Reading text -
*** Block opens ***

Anti-IL-10 therapy has also been investigated in SLE. In a small phase I pilot study, 6 patients with active steroid-dependent disease received B-N10, a murine anti-IL-10 monoclonal antibody, at 20 mg/ kg for 21 consecutive days and were followed for 6 months [115]. All patients had improvement in cutaneous and musculoskeletal manifestations of lupus, and 5 out of 6 patients had clinically inactive disease at the end of the follow-up period. In addition, only one relatively mild adverse event was reported. Nevertheless, all patients developed antibodies against the study drug. There have been no subsequent studies of anti-IL-10 therapy in SLE.
Despite the remarkable success of anti-TNF-alpha targeted agents in the treatment of rheumatoid arthritis and the seronegative spondylarthropathies, the findings in SLE patients have led to significant trepidation toward their use for this indication. There have been two open-label pilot studies in SLE of infliximab, a chimeric monoclonal antibody against TNF-alpha [116,117]. Both studies included patients with moderately active lupus who were permitted to remain on background immunosuppression regimens. Infliximab led to decreased SLE disease activity in both trials. However, there are now well-established case reports of drug-induced lupus secondary to TNF-alpha inhibitors and concerning rates of serious adverse events in longer-term follow-up of SLE patients treated with these medications [118-120]. Likely due to these developments, two larger randomized trials involving TNF alpha inhibitors in patients with lupus nephritis (one study each using infliximab and etanercept) were both aborted prior to study completion [121,122]. Further interest regarding the use of TNF-alpha blockade in SLE is therefore unlikely (Table 1).
Lupus pathogenesis remains incompletely understood and the heterogeneous nature of disease has made clinical investigation more difficult compared to other rheumatologic diseases. In addition, the lack of consistency in disease activity indices employed in clinical trials has made direct comparison of targeted therapies in SLE more challenging. There is also a need for more specific biomarkers that can better reflect lupus disease activity. Nevertheless, important advances in our understanding of SLE in the past ten years have led to a renaissance of research activity to identify novel targeted agents to more effectively and safely treat patients with lupus. Numerous B-cell, T-cell, and anticytokine targets have been studied. Though a number of these possible therapeutic targets have met with failure or mixed results, others have shown promise in early trials and belimumab has become the first approved therapy for SLE in over half a century. It is highly likely that the approach to lupus management will undergo significant changes in the coming years and it is hoped that further targeted therapies will meet with success in the near future.

*** Block closes ***

Exercise instructions -
a - Answer these from the lupus therapy passage, one line each:
(i) How many patients got B-N10 in the small phase I pilot study?
(ii) Which two drugs were used in the larger lupus nephritis trials that were stopped early?
(iii) Which therapy became the first approved therapy for SLE in over half a century?
b - List every drug the lupus therapy passage names.

Dataset content -
*** Block opens ***

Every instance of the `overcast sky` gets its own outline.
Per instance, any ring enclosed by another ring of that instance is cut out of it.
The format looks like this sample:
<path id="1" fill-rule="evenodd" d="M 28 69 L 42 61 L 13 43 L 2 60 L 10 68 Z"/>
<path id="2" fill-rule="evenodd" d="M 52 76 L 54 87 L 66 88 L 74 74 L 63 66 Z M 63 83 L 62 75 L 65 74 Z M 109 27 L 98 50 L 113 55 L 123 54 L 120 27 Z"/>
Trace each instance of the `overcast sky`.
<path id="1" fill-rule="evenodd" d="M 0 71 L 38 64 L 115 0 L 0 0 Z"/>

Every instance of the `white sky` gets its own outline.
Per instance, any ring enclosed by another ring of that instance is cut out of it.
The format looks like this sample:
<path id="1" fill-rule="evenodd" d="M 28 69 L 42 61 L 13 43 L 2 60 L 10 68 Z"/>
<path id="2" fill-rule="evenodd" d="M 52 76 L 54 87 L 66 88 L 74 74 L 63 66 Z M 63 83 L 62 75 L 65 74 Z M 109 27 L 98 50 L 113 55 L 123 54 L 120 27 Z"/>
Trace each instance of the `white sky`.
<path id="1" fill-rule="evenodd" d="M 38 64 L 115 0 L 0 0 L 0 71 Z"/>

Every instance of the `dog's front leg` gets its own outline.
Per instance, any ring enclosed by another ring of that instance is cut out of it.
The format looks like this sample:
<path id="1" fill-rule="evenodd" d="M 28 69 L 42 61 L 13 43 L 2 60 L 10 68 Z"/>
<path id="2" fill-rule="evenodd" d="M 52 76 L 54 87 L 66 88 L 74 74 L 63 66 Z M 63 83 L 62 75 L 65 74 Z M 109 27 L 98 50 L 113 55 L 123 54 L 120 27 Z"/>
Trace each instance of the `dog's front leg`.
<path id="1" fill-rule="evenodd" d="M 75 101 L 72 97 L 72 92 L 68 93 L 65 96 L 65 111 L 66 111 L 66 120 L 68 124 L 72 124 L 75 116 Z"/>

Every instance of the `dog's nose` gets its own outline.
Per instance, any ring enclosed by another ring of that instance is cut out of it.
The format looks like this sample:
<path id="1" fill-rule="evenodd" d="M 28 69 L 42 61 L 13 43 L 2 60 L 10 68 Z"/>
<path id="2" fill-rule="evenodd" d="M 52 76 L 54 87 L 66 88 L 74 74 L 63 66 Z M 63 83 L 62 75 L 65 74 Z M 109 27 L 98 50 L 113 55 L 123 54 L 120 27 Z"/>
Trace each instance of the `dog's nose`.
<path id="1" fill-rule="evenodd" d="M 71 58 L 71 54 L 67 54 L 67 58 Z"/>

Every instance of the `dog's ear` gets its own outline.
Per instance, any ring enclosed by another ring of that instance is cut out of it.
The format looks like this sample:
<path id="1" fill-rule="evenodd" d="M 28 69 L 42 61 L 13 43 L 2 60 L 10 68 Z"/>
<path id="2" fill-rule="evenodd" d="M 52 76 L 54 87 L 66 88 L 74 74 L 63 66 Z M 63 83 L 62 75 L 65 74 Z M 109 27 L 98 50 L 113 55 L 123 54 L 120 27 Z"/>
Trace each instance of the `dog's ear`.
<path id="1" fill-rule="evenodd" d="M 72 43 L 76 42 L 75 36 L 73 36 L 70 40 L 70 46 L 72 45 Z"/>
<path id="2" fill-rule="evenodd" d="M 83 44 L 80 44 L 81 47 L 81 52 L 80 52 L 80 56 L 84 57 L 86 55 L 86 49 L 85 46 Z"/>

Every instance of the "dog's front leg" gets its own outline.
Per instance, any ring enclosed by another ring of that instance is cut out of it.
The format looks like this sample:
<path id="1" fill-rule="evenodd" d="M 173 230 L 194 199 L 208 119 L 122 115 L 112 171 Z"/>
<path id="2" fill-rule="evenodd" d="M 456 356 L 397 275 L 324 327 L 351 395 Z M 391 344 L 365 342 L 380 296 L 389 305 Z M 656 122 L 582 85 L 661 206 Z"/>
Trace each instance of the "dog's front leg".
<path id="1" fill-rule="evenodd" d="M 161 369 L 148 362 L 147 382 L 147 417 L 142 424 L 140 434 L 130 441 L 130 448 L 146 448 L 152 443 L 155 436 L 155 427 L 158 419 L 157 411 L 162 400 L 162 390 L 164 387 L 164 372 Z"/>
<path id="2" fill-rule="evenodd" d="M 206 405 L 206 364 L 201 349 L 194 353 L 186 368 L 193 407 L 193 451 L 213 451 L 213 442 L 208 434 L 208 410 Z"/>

*** Block closes ***

Expected responses -
a -
(i) 6 patients
(ii) Infliximab and etanercept
(iii) Belimumab

b - B-N10, infliximab, etanercept, belimumab